(Point annotations for photos)
>> Start

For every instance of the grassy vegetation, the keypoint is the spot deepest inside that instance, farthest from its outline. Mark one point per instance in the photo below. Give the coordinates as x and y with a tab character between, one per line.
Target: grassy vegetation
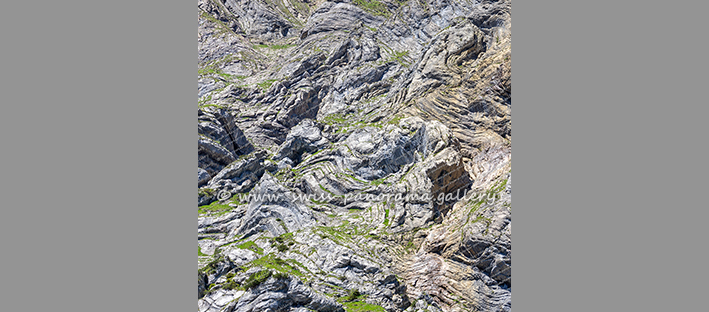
272	262
400	57
266	84
214	208
215	71
257	278
359	306
211	266
352	295
274	46
251	246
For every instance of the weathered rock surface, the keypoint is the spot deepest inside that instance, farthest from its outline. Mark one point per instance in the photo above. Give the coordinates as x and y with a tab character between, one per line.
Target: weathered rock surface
354	155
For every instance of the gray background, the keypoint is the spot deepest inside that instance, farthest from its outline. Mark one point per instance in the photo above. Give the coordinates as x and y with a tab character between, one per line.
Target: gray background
99	155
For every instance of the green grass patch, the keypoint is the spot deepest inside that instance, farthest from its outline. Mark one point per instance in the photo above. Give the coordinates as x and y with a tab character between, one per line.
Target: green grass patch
214	208
272	262
250	245
274	46
257	278
266	84
359	306
400	57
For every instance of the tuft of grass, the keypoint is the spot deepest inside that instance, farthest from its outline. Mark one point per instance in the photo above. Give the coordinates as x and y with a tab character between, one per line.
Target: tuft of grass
257	278
274	263
251	246
266	84
400	57
352	295
214	208
274	46
359	306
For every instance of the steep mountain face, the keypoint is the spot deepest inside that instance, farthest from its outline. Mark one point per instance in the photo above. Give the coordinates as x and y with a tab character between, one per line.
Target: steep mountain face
354	155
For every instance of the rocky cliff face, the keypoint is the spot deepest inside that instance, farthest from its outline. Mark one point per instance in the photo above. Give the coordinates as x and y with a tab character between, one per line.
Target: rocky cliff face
354	155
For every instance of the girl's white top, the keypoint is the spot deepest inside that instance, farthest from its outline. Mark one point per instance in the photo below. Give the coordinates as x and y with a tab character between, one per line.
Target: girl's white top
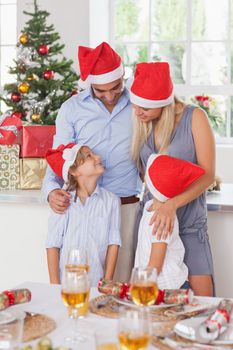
174	271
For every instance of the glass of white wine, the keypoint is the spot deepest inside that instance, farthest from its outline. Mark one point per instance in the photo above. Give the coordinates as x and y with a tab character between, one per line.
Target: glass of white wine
75	295
143	286
79	258
134	329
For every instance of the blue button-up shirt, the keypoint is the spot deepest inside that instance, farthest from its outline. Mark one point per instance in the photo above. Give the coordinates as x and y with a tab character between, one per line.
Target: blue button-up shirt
84	119
93	226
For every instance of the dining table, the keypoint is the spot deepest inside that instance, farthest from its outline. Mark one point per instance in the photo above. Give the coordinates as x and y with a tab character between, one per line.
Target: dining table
46	300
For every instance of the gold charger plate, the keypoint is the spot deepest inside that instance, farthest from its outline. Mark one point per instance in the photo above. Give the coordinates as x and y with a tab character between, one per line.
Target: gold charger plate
36	326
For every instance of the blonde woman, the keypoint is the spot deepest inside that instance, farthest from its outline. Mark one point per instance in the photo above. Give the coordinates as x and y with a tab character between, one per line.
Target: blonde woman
163	124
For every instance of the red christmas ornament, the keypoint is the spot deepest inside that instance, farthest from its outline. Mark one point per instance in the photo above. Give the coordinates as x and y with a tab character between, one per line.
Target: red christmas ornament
15	97
43	49
17	115
75	92
48	74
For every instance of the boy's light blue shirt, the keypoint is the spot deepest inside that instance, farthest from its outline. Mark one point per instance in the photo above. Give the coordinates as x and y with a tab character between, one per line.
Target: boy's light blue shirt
92	226
84	119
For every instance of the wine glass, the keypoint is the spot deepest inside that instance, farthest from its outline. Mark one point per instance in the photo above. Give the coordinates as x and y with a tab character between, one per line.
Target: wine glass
75	295
144	289
79	258
134	329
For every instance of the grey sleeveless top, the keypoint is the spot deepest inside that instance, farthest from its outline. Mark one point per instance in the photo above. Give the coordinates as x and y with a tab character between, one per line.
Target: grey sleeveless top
192	216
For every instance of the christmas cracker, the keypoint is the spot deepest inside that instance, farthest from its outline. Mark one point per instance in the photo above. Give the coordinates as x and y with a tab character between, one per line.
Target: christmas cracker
216	323
12	297
166	296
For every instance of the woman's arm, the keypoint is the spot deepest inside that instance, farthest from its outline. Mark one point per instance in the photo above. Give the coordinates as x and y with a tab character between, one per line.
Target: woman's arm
157	255
110	261
163	218
53	265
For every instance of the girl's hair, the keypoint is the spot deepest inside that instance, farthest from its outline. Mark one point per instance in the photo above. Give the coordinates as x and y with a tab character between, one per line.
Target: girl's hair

>> End

Duplicate the lines from the line containing "For every instance of the girl's hair, the" through the end of the records, keeping them unchanged.

For every instance of the girl's hair, the keypoint is the spot deepest inside that instance, farthest from its outline. Mark one point per instance in the photo above. Give the coordinates as x and y with a tab character between, one per line.
Target: girl's hair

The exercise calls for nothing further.